Copy the items below word for word, starting at the line that contains "Can you find the white tabletop?" and ending at the line that contains "x=320, y=412", with both of those lines included.

[start ENTRIES SHOWN]

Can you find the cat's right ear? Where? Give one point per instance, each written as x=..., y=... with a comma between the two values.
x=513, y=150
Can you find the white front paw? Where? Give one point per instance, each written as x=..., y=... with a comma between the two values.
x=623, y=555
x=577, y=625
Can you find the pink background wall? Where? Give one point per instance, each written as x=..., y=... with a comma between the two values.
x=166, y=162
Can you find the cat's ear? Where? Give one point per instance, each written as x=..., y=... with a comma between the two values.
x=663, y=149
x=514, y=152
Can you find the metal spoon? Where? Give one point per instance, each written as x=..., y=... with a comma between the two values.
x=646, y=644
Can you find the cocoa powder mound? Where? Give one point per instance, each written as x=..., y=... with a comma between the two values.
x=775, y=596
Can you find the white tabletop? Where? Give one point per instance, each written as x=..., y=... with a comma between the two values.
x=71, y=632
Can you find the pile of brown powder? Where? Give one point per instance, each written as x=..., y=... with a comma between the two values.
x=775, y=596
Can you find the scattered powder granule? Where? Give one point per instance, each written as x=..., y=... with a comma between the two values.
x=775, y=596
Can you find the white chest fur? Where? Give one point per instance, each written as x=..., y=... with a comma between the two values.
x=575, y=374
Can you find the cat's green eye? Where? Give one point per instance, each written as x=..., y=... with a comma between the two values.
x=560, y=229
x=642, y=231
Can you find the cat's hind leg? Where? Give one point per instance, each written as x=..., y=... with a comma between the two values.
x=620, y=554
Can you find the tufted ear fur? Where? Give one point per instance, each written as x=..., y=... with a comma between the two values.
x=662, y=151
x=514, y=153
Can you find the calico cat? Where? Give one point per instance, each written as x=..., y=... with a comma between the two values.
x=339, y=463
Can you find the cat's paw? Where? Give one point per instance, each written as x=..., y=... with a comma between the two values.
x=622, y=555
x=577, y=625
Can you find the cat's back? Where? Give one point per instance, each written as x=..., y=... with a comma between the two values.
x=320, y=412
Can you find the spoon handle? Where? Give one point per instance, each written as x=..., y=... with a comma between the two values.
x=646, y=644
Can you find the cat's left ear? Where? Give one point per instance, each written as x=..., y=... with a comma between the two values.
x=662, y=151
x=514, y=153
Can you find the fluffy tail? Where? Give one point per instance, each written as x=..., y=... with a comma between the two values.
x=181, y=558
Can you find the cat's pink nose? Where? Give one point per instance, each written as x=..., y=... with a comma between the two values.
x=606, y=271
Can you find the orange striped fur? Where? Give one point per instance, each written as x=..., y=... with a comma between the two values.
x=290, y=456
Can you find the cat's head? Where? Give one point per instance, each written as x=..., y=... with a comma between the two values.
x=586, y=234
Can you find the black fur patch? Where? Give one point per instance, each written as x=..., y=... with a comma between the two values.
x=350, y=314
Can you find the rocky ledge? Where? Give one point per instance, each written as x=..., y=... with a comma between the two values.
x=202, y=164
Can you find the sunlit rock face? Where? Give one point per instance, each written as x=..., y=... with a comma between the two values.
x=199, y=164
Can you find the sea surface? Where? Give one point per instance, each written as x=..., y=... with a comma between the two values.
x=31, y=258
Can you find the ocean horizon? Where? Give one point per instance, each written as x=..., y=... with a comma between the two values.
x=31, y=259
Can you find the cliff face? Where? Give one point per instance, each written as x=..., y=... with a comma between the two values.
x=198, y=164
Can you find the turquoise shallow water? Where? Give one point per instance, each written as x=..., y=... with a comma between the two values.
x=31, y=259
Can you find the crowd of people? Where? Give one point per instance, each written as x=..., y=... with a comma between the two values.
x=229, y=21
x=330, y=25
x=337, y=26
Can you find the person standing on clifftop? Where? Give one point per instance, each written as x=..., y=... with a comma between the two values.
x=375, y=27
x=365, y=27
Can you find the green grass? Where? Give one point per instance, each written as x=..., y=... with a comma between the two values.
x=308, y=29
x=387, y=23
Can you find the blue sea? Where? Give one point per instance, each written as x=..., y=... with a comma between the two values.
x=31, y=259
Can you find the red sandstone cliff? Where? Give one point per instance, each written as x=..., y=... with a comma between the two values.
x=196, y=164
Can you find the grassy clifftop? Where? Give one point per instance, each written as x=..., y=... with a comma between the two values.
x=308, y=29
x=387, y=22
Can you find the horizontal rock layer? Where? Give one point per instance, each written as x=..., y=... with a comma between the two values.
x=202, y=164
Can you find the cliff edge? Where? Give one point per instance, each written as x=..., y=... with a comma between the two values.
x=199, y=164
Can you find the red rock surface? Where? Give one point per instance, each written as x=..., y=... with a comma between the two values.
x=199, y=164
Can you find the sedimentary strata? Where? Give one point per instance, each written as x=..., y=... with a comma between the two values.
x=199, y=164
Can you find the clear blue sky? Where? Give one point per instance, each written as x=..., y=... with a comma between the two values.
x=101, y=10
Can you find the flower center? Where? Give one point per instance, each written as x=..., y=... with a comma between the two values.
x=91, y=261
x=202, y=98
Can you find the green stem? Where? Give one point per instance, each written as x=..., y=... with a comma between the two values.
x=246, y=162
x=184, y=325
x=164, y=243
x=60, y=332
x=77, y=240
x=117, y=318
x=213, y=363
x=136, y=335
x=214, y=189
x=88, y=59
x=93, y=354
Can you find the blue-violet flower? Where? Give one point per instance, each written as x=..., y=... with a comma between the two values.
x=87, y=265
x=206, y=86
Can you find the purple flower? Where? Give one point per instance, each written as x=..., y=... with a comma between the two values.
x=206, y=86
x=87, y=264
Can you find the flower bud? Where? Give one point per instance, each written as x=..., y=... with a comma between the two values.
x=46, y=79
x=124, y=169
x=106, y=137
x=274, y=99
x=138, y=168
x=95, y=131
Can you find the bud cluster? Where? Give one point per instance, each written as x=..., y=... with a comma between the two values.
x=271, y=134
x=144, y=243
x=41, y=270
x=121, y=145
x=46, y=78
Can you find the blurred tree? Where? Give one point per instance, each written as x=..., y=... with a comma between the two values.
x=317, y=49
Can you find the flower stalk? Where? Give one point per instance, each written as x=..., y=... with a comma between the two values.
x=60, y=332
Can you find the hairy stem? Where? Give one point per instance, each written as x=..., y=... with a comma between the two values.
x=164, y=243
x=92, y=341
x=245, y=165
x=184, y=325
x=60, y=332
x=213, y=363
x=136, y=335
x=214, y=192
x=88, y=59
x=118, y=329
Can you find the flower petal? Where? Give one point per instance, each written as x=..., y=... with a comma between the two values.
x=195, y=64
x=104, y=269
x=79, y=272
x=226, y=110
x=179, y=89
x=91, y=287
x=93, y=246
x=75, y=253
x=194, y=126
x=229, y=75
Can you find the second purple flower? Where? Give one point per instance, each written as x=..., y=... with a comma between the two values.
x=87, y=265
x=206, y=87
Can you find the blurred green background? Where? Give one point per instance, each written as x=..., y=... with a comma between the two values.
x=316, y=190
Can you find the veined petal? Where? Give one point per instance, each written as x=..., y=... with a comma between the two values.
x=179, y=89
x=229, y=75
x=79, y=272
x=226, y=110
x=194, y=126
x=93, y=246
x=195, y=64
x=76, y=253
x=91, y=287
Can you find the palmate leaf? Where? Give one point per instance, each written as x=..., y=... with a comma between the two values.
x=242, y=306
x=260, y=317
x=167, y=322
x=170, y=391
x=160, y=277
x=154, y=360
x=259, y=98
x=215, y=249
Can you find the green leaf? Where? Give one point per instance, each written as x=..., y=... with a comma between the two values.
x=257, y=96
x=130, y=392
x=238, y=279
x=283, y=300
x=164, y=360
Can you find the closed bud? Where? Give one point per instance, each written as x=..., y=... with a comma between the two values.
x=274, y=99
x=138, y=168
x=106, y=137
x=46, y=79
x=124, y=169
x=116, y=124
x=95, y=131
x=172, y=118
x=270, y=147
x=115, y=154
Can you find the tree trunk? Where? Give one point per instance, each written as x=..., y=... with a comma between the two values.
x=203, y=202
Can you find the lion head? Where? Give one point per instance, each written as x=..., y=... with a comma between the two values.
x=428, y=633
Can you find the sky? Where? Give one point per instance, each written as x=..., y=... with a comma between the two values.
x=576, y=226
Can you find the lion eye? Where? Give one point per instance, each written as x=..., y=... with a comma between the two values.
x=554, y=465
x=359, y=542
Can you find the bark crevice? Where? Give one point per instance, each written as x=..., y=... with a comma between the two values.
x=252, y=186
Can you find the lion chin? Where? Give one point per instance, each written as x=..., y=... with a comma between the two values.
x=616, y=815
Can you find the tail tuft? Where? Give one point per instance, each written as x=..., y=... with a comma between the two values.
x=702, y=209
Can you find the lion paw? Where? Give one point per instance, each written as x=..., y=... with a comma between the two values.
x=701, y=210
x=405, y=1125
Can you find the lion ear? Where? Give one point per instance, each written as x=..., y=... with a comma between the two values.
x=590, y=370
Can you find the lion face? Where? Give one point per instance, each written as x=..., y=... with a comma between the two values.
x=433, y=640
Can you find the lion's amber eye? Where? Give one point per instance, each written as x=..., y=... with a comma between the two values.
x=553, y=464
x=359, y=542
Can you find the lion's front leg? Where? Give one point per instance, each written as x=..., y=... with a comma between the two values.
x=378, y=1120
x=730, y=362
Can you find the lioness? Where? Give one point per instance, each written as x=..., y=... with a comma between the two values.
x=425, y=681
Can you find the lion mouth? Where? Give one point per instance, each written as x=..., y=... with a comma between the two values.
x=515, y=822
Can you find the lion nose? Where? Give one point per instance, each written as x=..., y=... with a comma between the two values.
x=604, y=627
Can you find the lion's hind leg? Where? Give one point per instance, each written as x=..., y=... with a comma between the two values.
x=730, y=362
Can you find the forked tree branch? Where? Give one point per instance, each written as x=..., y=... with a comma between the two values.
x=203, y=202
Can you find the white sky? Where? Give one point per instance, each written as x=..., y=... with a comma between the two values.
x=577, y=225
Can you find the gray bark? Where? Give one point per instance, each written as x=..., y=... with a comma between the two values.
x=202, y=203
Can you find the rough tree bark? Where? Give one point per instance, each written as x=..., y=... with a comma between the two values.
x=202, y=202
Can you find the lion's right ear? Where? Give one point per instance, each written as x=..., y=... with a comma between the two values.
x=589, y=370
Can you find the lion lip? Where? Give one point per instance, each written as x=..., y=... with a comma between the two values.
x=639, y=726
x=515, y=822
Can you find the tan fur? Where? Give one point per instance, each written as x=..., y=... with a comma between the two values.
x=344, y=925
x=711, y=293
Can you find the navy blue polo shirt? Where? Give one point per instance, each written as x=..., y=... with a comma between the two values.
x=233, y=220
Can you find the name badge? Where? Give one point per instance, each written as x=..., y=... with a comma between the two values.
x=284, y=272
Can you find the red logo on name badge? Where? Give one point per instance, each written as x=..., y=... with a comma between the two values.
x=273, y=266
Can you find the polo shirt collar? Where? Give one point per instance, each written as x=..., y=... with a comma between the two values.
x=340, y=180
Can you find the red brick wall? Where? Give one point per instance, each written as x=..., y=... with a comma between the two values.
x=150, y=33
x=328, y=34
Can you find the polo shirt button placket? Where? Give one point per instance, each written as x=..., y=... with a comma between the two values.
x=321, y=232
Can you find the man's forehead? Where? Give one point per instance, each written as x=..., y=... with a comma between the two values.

[end ENTRIES SHOWN]

__CORRECT OUTPUT__:
Can you find the white tabletop? Where? Give one point per instance, each written as x=..., y=... with a comma between the two values.
x=71, y=632
Can you find the pile of brown powder? Where? Give one point per instance, each written as x=..., y=... with a comma between the two values.
x=775, y=596
Can you find the scattered powder granule? Where? Give one point per instance, each written as x=..., y=... with a comma between the two values.
x=775, y=596
Can you find the white chest fur? Where? Give one point per instance, each written as x=..., y=... with a comma between the two values.
x=575, y=374
Can you find the cat's green eye? Where? Give one point per instance, each written as x=..., y=... with a comma between the two values.
x=560, y=229
x=642, y=231
Can you find the cat's hind leg? Where? Give one point per instance, each written as x=..., y=... with a comma between the two values.
x=620, y=554
Can you find the tufted ear fur? Where? Give one point per instance, each written as x=..., y=... with a comma between the two values.
x=662, y=151
x=514, y=153
Can you find the calico cat? Where? Give one point per instance, each written as x=..., y=... with a comma between the two values.
x=339, y=463
Can you find the cat's paw? Where? Give one point per instance, each written as x=..., y=... with a comma between the two values.
x=622, y=555
x=577, y=625
Can you find the cat's back? Where? Give one point per instance, each written as x=..., y=... with a comma between the two values.
x=320, y=412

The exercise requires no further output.